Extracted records

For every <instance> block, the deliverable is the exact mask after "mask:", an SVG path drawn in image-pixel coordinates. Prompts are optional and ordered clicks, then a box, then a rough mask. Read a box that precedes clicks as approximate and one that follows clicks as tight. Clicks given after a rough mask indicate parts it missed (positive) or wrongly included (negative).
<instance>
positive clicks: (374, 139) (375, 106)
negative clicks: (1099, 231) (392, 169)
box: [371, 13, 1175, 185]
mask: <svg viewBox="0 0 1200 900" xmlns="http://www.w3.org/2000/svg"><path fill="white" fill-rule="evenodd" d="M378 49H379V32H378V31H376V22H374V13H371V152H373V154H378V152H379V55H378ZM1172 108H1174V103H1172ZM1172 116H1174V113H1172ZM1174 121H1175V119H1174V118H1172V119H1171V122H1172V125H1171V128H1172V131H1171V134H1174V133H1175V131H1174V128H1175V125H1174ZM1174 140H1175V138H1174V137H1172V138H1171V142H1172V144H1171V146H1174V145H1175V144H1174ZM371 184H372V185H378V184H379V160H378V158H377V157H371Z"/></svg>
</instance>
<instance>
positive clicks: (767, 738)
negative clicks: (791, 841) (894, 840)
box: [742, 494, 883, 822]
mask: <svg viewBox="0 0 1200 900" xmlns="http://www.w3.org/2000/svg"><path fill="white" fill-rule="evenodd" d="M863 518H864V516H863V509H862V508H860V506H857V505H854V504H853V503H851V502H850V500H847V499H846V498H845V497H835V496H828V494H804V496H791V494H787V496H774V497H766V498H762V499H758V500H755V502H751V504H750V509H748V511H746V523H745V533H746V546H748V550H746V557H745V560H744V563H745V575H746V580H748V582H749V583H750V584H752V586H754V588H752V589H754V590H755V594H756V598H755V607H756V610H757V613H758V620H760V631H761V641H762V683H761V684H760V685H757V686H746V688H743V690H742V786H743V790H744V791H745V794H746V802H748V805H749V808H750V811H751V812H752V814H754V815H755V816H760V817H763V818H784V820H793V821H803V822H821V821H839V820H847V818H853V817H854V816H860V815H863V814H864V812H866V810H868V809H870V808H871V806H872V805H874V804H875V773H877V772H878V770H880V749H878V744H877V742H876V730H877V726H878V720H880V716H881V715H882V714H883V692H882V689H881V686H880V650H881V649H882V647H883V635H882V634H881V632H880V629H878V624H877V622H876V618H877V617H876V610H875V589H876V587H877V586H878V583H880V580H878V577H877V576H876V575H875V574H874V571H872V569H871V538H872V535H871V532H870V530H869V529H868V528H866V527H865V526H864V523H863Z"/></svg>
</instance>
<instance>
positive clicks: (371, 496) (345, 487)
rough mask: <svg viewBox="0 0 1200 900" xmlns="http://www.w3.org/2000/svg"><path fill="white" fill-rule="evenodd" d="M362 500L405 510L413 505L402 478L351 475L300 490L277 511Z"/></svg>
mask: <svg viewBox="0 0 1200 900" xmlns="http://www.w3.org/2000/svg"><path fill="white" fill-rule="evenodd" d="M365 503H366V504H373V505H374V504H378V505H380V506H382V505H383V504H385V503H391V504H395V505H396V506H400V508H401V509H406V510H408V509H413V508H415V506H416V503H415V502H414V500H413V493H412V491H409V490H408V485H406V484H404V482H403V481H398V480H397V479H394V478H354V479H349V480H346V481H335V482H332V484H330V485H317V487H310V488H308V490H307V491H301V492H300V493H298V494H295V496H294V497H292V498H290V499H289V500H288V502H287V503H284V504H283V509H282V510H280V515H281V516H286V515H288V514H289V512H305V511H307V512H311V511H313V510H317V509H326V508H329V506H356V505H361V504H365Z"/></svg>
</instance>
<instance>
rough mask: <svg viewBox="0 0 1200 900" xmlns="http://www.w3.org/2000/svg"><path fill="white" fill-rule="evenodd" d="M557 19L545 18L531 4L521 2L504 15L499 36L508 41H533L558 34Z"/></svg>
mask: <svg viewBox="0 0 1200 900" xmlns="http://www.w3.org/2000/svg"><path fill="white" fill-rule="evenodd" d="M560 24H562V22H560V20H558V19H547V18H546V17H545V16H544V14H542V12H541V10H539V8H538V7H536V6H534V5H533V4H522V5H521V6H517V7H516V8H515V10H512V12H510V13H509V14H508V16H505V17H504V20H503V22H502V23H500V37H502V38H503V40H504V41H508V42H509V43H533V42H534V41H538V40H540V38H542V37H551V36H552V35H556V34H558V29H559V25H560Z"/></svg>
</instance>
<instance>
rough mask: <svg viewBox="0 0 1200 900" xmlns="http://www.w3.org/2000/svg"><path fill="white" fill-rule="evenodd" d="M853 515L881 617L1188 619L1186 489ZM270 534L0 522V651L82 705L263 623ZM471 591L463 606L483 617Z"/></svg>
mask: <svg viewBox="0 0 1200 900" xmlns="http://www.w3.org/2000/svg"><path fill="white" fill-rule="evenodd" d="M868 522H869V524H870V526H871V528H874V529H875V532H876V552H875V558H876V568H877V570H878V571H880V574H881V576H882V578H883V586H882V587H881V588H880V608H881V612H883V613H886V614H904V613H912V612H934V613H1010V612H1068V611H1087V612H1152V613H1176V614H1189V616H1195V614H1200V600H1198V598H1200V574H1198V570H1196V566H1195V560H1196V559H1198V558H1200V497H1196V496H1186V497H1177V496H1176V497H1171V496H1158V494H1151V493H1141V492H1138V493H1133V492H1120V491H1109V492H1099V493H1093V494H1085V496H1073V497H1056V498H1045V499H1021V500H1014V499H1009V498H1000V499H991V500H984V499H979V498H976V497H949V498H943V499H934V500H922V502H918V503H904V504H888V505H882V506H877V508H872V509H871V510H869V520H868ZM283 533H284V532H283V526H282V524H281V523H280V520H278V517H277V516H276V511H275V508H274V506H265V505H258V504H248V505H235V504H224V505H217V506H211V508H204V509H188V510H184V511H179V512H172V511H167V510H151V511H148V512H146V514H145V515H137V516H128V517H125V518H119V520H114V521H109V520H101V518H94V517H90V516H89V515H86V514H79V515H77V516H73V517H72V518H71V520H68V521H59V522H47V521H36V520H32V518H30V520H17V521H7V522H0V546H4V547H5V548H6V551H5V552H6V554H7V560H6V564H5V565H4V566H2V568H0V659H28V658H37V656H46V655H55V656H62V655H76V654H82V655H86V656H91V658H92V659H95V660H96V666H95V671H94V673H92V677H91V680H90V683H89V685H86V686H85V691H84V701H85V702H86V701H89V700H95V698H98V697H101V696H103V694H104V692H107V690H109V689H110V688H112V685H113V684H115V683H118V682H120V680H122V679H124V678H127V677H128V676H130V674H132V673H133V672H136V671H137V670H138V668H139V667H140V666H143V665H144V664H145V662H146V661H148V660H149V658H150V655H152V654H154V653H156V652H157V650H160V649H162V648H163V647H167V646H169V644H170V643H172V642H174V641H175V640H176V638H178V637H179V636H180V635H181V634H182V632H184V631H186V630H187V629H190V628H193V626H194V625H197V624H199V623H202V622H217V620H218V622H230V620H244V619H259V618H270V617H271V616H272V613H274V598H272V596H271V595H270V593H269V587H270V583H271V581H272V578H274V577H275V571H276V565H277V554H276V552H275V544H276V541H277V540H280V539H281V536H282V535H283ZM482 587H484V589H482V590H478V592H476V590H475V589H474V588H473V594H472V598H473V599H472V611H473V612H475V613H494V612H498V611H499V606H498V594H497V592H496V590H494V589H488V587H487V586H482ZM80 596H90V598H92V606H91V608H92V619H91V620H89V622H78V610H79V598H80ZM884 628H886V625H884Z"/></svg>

**Aim of the exercise:**
When a line above contains the string "positive", copy that line.

**Solved exercise:**
For every <instance> block, the deliverable is the exact mask after "mask:", an SVG path drawn in image-pixel coordinates. Prompts are optional and ordered clicks, then a box, then a rough mask. Read a box that precedes clicks as approximate and one that follows clicks as tight. Clicks given after a rough mask indicate parts it missed (positive) or wrongly included (negative).
positive clicks: (374, 139) (375, 106)
positive clicks: (767, 738)
positive clicks: (371, 496) (345, 487)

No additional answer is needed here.